Required task
What follows is a set of entries. Give them again exactly, without the pictures.

━━━ Extracted information

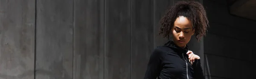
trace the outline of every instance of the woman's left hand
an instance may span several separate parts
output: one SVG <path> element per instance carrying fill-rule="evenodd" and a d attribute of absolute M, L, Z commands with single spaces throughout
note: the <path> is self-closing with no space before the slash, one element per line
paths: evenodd
<path fill-rule="evenodd" d="M 193 63 L 195 62 L 195 59 L 200 59 L 200 57 L 198 55 L 194 54 L 192 51 L 189 51 L 186 54 L 189 56 L 189 62 L 191 65 L 192 65 Z"/>

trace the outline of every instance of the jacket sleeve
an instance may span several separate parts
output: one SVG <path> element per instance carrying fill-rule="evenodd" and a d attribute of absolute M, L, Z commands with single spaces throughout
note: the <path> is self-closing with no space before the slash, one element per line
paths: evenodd
<path fill-rule="evenodd" d="M 196 79 L 204 79 L 205 76 L 204 74 L 203 69 L 201 66 L 201 62 L 200 59 L 196 59 L 195 61 L 195 64 L 192 65 L 194 69 L 194 72 L 195 73 L 195 78 Z"/>
<path fill-rule="evenodd" d="M 152 53 L 148 63 L 144 79 L 155 79 L 162 69 L 161 61 L 163 52 L 159 48 L 156 48 Z"/>

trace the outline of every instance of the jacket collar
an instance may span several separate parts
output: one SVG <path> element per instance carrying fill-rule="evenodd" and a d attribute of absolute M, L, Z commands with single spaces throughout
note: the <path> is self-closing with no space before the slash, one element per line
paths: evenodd
<path fill-rule="evenodd" d="M 186 53 L 188 51 L 189 51 L 189 48 L 187 45 L 186 45 L 185 48 L 183 48 L 177 45 L 173 41 L 169 41 L 168 42 L 166 43 L 165 44 L 165 45 L 168 46 L 171 48 L 173 49 L 173 50 L 178 50 L 181 53 Z"/>

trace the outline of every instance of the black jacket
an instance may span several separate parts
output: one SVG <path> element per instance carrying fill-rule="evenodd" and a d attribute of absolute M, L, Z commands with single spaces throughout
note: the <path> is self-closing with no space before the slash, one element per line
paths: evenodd
<path fill-rule="evenodd" d="M 151 54 L 144 79 L 205 79 L 200 60 L 192 65 L 188 62 L 189 50 L 187 45 L 183 48 L 172 41 L 157 47 Z"/>

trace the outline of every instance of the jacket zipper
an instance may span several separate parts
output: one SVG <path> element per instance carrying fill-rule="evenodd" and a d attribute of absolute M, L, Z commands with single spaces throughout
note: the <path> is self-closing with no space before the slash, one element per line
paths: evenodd
<path fill-rule="evenodd" d="M 186 62 L 186 74 L 187 74 L 187 78 L 188 79 L 189 79 L 189 74 L 188 74 L 188 63 L 187 61 L 185 59 L 185 57 L 184 56 L 184 55 L 183 54 L 182 54 L 182 56 L 183 56 L 183 58 L 184 58 L 184 60 L 185 60 L 185 61 Z"/>

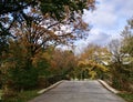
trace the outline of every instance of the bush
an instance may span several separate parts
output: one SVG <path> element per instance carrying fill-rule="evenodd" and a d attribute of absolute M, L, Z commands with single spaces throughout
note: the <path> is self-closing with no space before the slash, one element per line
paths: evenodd
<path fill-rule="evenodd" d="M 31 69 L 9 69 L 9 80 L 11 80 L 10 88 L 17 90 L 32 89 L 38 83 L 38 71 Z"/>

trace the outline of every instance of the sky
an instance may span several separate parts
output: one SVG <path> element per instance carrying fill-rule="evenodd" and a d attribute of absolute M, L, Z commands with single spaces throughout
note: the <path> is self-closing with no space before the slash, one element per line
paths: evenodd
<path fill-rule="evenodd" d="M 126 21 L 133 17 L 133 0 L 96 0 L 94 11 L 84 10 L 83 20 L 92 29 L 86 40 L 75 42 L 76 53 L 89 44 L 106 45 L 112 39 L 120 39 Z"/>

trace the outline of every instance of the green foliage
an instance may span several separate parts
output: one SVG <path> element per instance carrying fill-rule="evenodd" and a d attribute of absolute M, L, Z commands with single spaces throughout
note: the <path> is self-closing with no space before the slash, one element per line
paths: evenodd
<path fill-rule="evenodd" d="M 133 93 L 119 93 L 120 96 L 122 96 L 126 102 L 133 102 Z"/>
<path fill-rule="evenodd" d="M 129 20 L 130 23 L 122 32 L 122 42 L 112 41 L 112 85 L 119 90 L 125 90 L 133 92 L 133 20 Z"/>
<path fill-rule="evenodd" d="M 34 68 L 31 69 L 9 69 L 9 78 L 12 82 L 11 88 L 23 90 L 32 89 L 38 83 L 38 70 Z"/>
<path fill-rule="evenodd" d="M 18 95 L 2 99 L 2 102 L 28 102 L 29 100 L 38 96 L 39 90 L 28 90 L 19 92 Z"/>

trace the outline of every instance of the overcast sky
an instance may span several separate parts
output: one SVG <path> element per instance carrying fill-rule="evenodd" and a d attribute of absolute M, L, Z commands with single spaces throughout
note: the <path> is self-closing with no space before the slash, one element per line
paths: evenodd
<path fill-rule="evenodd" d="M 96 0 L 96 10 L 84 10 L 83 20 L 92 29 L 88 39 L 78 41 L 76 52 L 88 43 L 105 45 L 111 39 L 120 38 L 126 21 L 133 17 L 133 0 Z"/>

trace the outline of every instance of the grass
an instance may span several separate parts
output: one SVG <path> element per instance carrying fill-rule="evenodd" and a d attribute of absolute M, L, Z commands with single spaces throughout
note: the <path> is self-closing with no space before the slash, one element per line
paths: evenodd
<path fill-rule="evenodd" d="M 133 102 L 133 93 L 123 92 L 119 93 L 119 95 L 122 96 L 127 102 Z"/>
<path fill-rule="evenodd" d="M 37 93 L 38 91 L 39 90 L 23 91 L 23 92 L 18 93 L 17 96 L 8 98 L 3 100 L 2 102 L 28 102 L 29 100 L 39 95 Z"/>

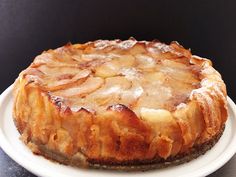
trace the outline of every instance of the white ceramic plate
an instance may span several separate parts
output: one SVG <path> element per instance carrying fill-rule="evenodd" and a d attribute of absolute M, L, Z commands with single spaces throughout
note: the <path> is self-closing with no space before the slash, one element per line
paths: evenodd
<path fill-rule="evenodd" d="M 219 142 L 205 155 L 189 163 L 151 170 L 147 172 L 115 172 L 105 170 L 80 169 L 51 162 L 36 156 L 19 140 L 19 133 L 12 120 L 12 86 L 0 96 L 0 145 L 2 149 L 17 163 L 32 173 L 43 177 L 156 177 L 206 176 L 223 166 L 236 152 L 236 106 L 228 98 L 229 119 Z"/>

━━━━━━

Exercise response
trace the outline of every instance of the woman's left hand
an instance may span several separate parts
output: one SVG <path> element per instance carrying fill-rule="evenodd" and a d attribute of absolute M, L, Z commands with single spaces throughout
note: the <path> is self-closing with no space before the slash, one element per line
paths: evenodd
<path fill-rule="evenodd" d="M 193 63 L 195 62 L 195 59 L 200 59 L 200 57 L 198 55 L 194 54 L 192 51 L 189 51 L 186 54 L 189 56 L 189 62 L 191 65 L 192 65 Z"/>

trace the outline of every instance of the jacket sleeve
an instance may span several separate parts
output: one SVG <path> element per instance carrying fill-rule="evenodd" and a d attribute of absolute M, L, Z commands with single spaces throughout
note: the <path> is self-closing with no space before the slash, one element per line
paths: evenodd
<path fill-rule="evenodd" d="M 196 79 L 204 79 L 205 76 L 204 74 L 203 69 L 201 66 L 201 62 L 200 59 L 196 59 L 195 61 L 195 64 L 192 65 L 194 69 L 194 72 L 195 73 L 195 78 Z"/>
<path fill-rule="evenodd" d="M 152 53 L 148 63 L 144 79 L 155 79 L 162 69 L 161 61 L 163 52 L 159 48 L 156 48 Z"/>

trace the outline of every instance of the jacket collar
an instance may span several separate parts
output: one SVG <path> element per instance carrying fill-rule="evenodd" and a d attribute of absolute M, L, Z commands with single spaces throughout
note: the <path> is self-closing with no space before the slash, one element per line
paths: evenodd
<path fill-rule="evenodd" d="M 186 53 L 188 51 L 189 51 L 189 48 L 187 45 L 186 45 L 185 48 L 183 48 L 177 45 L 173 41 L 169 41 L 168 42 L 166 43 L 165 44 L 165 45 L 168 46 L 171 48 L 173 49 L 173 50 L 178 50 L 181 53 Z"/>

trace the outline of every instance of the black jacket
an instance may span several separate parts
output: one SVG <path> element per instance carrying fill-rule="evenodd" and a d attribute of absolute M, L, Z commands with single spaces throughout
note: the <path> is self-closing with no space before the slash, one element per line
paths: evenodd
<path fill-rule="evenodd" d="M 151 54 L 144 79 L 205 79 L 200 60 L 192 65 L 188 62 L 189 50 L 187 45 L 183 48 L 172 41 L 157 47 Z"/>

trace the outline of every instance of the jacket zipper
an instance may span several separate parts
output: one SVG <path> element per instance carrying fill-rule="evenodd" and a d attribute of absolute M, L, Z commands with single spaces throughout
note: the <path> is self-closing with no space before the slash, one element per line
paths: evenodd
<path fill-rule="evenodd" d="M 186 62 L 186 74 L 187 74 L 187 78 L 188 79 L 189 79 L 189 74 L 188 74 L 188 63 L 187 61 L 185 59 L 185 57 L 184 56 L 184 55 L 183 54 L 182 54 L 182 56 L 183 56 L 183 58 L 184 58 L 184 60 L 185 60 L 185 61 Z"/>

trace the outline of every instance of the bush
an instance may span several separate parts
output: one SVG <path> element per instance carrying fill-rule="evenodd" and a d attribute of absolute M, L, Z commands with single spaces throughout
note: the <path> is self-closing with no space before the slash, one element per line
paths: evenodd
<path fill-rule="evenodd" d="M 31 69 L 9 69 L 9 80 L 11 80 L 10 88 L 17 90 L 32 89 L 38 83 L 38 71 Z"/>

trace the outline of every instance of the sky
an instance may span several separate parts
output: one SVG <path> element per instance carrying fill-rule="evenodd" and a d attribute of absolute M, L, Z commands with single spaces throughout
note: the <path> is self-closing with no space before the slash, one element per line
paths: evenodd
<path fill-rule="evenodd" d="M 126 21 L 133 17 L 133 0 L 96 0 L 94 11 L 84 10 L 83 20 L 92 29 L 86 40 L 75 42 L 76 53 L 89 44 L 106 45 L 112 39 L 120 39 Z"/>

trace the outline of every instance of the green foliage
an instance may span several separate parts
output: one SVG <path> element per instance carrying fill-rule="evenodd" and a d attribute of absolute M, L, Z commands with single spaces throughout
note: the <path> is self-closing with no space before the slash, one element per line
paths: evenodd
<path fill-rule="evenodd" d="M 133 93 L 119 93 L 120 96 L 122 96 L 126 102 L 133 102 Z"/>
<path fill-rule="evenodd" d="M 129 20 L 130 23 L 122 32 L 122 42 L 112 41 L 112 85 L 119 90 L 125 90 L 133 92 L 133 20 Z"/>
<path fill-rule="evenodd" d="M 34 68 L 31 69 L 9 69 L 9 78 L 12 82 L 11 88 L 23 90 L 32 89 L 38 83 L 38 70 Z"/>
<path fill-rule="evenodd" d="M 18 95 L 2 99 L 2 102 L 28 102 L 29 100 L 38 96 L 39 90 L 28 90 L 19 92 Z"/>

trace the outline of every instance of the overcast sky
an instance may span several separate parts
output: one SVG <path> element per instance carrying fill-rule="evenodd" and a d attribute of absolute M, L, Z commands with single spaces throughout
note: the <path> is self-closing with no space before the slash, one element per line
paths: evenodd
<path fill-rule="evenodd" d="M 96 0 L 96 10 L 84 10 L 83 20 L 92 29 L 88 39 L 78 41 L 76 52 L 88 43 L 105 45 L 111 39 L 120 38 L 126 21 L 133 17 L 133 0 Z"/>

trace the outline of every instance of the grass
an instance may span several separate parts
output: one SVG <path> element per instance carrying fill-rule="evenodd" and a d attribute of absolute M, L, Z commands with single spaces throughout
note: the <path> is self-closing with no space before the slash, one element per line
paths: evenodd
<path fill-rule="evenodd" d="M 133 102 L 133 93 L 123 92 L 119 93 L 119 95 L 122 96 L 127 102 Z"/>
<path fill-rule="evenodd" d="M 37 93 L 38 91 L 39 90 L 23 91 L 23 92 L 18 93 L 17 96 L 8 98 L 3 100 L 2 102 L 28 102 L 29 100 L 39 95 Z"/>

trace the outline of every instance of the white ceramic plate
an instance may span several separate parts
output: one SVG <path> element per instance carrying fill-rule="evenodd" and a d attribute of absolute M, L, Z commands with single spaces throughout
note: the <path> is self-closing with no space before the slash, one element per line
paths: evenodd
<path fill-rule="evenodd" d="M 219 142 L 205 155 L 189 163 L 151 170 L 147 172 L 115 172 L 105 170 L 80 169 L 51 162 L 36 156 L 19 140 L 19 133 L 12 120 L 12 86 L 0 96 L 0 145 L 2 149 L 17 163 L 32 173 L 43 177 L 156 177 L 206 176 L 223 166 L 236 152 L 236 106 L 228 98 L 229 119 Z"/>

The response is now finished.